◆ 练习材料
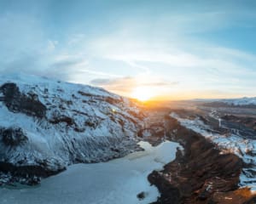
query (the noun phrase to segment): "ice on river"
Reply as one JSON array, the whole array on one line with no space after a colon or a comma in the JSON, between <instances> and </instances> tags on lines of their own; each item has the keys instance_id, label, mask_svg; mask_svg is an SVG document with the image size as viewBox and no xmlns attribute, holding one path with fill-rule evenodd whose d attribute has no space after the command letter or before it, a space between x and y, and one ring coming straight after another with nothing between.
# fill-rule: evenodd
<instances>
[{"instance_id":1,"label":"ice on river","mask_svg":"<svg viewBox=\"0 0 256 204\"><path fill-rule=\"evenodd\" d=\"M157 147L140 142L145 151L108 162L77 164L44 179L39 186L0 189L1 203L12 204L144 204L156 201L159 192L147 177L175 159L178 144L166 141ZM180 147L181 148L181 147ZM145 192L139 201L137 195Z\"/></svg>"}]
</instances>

---

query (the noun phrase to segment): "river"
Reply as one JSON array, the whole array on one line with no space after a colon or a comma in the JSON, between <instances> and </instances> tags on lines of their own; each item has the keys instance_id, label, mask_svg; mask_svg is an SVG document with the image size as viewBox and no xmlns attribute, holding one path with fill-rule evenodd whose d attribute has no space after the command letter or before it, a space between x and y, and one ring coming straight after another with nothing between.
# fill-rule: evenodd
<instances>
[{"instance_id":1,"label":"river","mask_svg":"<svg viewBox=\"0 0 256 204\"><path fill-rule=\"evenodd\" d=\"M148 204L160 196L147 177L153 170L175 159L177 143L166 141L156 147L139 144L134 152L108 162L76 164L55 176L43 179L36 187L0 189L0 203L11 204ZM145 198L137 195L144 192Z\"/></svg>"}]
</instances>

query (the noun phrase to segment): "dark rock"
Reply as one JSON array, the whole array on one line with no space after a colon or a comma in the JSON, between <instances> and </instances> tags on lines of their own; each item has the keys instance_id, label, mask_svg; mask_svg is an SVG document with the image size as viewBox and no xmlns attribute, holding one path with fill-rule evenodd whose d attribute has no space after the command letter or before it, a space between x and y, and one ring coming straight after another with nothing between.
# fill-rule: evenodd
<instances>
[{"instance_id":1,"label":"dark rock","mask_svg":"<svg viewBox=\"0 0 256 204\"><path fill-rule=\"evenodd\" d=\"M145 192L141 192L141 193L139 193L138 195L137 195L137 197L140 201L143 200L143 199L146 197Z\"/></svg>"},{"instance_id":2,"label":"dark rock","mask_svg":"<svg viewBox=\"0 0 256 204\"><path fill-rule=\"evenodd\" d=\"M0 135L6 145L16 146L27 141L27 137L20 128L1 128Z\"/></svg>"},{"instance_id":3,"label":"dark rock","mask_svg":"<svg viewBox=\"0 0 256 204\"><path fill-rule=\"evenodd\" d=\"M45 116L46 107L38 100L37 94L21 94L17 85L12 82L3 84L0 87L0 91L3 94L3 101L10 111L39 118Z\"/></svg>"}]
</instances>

◆ 任务要求
数一数上面的记录里有几行包含字符串“segment”，只写出行数。

◆ 完整答案
3